OBJECTIVE: Copy every line of the records below, requests included. Multiply each bounding box coordinate in the answers by 2.5 and round it to a whole number, rounding halves up.

Dataset entries:

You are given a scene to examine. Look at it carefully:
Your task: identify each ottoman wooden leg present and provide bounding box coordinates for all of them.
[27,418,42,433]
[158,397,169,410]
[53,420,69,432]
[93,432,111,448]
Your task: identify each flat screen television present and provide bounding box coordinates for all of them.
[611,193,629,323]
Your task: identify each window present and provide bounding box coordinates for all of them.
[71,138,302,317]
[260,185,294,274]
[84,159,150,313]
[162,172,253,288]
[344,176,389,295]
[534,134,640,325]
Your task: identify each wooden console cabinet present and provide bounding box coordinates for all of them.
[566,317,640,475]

RESULT OF THE TASK:
You are given a scene to examine. Look at it carefully:
Your task: identify each ottoman wooden leg present and provide bounding box coordinates for all of them.
[68,1045,105,1083]
[395,993,423,1025]
[133,1050,173,1080]
[233,1080,278,1120]
Your task: identify each flat screen television present and provide bounding box coordinates for all of them.
[1528,483,1573,808]
Your task: identify each window present and provide bounding box coordinates for all of them.
[178,345,755,793]
[650,463,735,685]
[210,398,375,783]
[405,430,633,720]
[860,440,973,738]
[1335,335,1600,813]
Your task: identify each wooden console cabinet present and provide bounding box coordinates for all of them.
[1415,793,1600,1188]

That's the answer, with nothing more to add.